**Given instruction**
Copy the lines of the items below, from the line containing "of the shrub" through the last line of the items, inclusive, without changing any wording.

---------- Source data ----------

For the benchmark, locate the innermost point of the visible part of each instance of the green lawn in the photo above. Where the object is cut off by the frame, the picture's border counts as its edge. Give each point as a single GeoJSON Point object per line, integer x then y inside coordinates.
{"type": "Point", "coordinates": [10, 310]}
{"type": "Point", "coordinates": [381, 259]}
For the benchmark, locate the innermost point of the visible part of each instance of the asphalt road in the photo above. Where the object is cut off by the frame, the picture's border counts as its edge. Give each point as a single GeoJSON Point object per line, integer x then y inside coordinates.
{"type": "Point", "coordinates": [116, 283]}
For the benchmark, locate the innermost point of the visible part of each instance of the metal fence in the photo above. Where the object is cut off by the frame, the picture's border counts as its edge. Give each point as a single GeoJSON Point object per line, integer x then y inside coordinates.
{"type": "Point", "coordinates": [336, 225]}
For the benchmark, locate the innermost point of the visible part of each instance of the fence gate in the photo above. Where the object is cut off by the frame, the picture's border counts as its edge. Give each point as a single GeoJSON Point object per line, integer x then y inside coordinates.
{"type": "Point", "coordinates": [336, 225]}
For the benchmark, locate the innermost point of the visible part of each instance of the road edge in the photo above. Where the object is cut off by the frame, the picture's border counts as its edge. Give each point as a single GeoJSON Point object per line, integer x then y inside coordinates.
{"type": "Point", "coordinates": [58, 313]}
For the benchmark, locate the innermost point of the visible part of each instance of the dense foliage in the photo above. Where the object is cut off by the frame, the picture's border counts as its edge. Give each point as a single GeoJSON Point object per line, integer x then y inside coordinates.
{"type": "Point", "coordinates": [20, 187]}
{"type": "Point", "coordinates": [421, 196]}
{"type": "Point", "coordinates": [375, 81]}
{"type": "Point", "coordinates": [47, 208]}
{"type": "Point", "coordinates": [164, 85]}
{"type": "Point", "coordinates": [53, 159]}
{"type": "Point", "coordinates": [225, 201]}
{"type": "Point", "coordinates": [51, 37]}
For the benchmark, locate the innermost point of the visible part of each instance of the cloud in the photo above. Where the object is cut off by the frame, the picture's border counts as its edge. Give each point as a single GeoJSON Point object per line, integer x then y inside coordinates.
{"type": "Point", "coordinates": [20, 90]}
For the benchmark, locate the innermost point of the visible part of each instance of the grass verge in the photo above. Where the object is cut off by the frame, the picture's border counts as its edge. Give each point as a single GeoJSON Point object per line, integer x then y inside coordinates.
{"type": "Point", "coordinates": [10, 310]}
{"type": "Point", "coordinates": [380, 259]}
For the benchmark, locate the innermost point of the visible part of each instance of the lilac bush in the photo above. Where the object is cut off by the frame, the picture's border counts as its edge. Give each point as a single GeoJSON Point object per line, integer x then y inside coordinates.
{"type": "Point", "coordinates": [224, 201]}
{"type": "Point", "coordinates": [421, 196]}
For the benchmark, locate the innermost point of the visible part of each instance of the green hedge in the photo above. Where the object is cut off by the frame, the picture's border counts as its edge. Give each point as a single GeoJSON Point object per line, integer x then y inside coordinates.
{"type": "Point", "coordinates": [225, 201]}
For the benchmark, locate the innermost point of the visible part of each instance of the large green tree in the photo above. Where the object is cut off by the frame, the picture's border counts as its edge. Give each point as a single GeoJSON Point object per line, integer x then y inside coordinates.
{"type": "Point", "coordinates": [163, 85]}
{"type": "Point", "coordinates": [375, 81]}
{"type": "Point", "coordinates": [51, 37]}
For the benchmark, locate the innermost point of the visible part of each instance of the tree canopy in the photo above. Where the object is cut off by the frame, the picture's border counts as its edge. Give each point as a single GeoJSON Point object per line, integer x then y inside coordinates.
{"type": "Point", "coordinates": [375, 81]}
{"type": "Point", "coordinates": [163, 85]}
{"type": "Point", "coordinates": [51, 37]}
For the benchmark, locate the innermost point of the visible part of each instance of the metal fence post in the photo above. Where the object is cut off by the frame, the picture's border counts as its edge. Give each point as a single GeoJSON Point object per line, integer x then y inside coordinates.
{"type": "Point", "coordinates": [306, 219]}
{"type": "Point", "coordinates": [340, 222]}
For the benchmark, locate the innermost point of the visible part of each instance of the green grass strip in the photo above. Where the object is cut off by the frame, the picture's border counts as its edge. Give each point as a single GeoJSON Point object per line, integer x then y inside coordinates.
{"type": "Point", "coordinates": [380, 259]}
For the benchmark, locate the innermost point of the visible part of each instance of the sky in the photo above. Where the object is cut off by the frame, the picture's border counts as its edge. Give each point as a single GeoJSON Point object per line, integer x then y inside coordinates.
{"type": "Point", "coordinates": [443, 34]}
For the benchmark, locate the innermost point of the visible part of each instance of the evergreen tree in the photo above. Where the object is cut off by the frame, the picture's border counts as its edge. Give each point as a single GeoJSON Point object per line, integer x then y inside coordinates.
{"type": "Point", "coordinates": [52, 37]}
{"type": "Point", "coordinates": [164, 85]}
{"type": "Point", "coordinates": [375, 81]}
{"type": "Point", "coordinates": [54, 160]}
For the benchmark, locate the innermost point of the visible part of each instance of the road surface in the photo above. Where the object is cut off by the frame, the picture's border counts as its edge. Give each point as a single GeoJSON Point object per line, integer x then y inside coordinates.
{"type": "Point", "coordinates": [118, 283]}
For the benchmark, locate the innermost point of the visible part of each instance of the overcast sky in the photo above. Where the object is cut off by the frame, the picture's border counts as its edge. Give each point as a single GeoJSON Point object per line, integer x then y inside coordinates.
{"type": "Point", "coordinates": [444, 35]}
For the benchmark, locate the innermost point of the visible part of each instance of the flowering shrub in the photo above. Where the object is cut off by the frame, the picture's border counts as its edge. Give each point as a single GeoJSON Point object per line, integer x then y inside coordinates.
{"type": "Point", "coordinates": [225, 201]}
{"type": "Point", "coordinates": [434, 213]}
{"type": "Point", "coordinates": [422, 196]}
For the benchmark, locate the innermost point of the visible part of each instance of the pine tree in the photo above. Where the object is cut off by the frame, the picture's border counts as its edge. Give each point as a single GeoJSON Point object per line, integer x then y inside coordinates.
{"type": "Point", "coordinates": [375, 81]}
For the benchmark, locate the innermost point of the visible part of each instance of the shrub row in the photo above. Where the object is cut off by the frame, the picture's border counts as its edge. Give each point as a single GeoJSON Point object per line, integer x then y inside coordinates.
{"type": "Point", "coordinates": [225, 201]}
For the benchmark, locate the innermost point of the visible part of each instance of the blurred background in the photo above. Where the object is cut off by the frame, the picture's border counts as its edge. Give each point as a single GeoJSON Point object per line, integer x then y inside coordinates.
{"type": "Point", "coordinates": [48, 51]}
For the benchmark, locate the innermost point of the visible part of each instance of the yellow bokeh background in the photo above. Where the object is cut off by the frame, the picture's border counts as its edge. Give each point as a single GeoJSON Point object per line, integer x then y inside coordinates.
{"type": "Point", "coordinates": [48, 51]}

----------

**Task solution**
For the benchmark, locate the innermost point of the visible part of each instance of the shrub row in the photo above. Where the object is cut off by the frame, the picture's border counts as its edge. Give each point as a single GeoJSON Point object per line, integer x then y inside coordinates.
{"type": "Point", "coordinates": [225, 201]}
For the benchmark, locate the innermost point of the visible part of each instance of the blurred background in the photo above. Where the object is cut off by the frame, the picture's border counts as its edge. Give each point as a single GeoJSON Point object per line, integer x then y inside coordinates.
{"type": "Point", "coordinates": [48, 51]}
For the benchmark, locate the innermost point of the visible part of each instance of the yellow bokeh background in the photo above. Where the object is cut off by the frame, the picture's border counts as its edge. Give each point as a single GeoJSON Point object per line, integer x then y inside coordinates.
{"type": "Point", "coordinates": [48, 51]}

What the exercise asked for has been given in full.